INSTRUCTIONS TO FOLLOW:
Set down, word for word, the stretch of the Bastille Day article from "The 14th of July 1789" through "the absolute monarchy.".

ARTICLE:
Saturday, July 14, 2012

France and America United in Revolutionary Democracy

Today, the 14th of July, is the French Feast of the Republic, usually called simply 14th of July by the French. In the English-speaking world, we call it Bastille Day.
The 14th of July 1789 ushered in a decade of unrest and successive government formats. It was a troubled and dangerous time to be French.
But, one thing never changed during the Revolution -- The French wanted to be in control of their lives and their country and they wanted to be free of the absolute monarchy.
Between 1789 and 1799, the French eliminated the monarchy, feudal forms of land ownership and tenure, aristocratic and religious privileges, and replaced them with the sense of the Rights of Man -- liberty, equality and fraternity. That is, the notion that there are unalienable rights inherent in every person and that citizenship should be based on birth, ideas which were called the Enlightenment in France, a name that became the label for the entire period in European history.

INFORMATION GIVEN:
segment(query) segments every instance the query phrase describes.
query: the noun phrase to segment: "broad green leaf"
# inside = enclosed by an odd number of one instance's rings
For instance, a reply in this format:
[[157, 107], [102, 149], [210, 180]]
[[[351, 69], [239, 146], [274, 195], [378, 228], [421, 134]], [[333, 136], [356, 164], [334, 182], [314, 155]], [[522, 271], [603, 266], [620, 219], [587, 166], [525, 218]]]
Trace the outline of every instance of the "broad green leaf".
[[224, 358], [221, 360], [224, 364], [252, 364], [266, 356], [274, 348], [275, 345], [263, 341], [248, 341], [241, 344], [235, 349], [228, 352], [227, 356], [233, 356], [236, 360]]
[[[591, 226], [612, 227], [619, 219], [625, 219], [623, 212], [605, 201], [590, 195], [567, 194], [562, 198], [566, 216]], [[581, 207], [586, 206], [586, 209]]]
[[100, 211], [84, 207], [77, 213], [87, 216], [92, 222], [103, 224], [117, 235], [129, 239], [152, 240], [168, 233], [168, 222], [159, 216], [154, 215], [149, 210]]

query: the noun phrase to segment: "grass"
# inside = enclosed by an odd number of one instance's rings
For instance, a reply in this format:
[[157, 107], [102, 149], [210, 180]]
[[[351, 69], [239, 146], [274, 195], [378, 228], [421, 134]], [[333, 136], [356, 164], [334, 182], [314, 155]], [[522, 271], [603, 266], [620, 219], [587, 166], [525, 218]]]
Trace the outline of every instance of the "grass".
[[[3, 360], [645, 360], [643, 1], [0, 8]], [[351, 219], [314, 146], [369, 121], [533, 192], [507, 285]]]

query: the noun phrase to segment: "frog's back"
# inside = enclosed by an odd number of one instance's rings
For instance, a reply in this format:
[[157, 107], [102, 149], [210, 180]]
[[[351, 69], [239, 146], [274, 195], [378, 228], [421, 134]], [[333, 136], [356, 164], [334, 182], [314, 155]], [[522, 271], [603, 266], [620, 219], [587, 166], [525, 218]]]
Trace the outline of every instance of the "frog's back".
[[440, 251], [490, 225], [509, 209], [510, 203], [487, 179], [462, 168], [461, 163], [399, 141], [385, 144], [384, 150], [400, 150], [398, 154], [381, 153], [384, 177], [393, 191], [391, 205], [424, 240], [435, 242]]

SOLUTION FOR THIS TASK:
The 14th of July 1789 ushered in a decade of unrest and successive government formats. It was a troubled and dangerous time to be French.
But, one thing never changed during the Revolution -- The French wanted to be in control of their lives and their country and they wanted to be free of the absolute monarchy.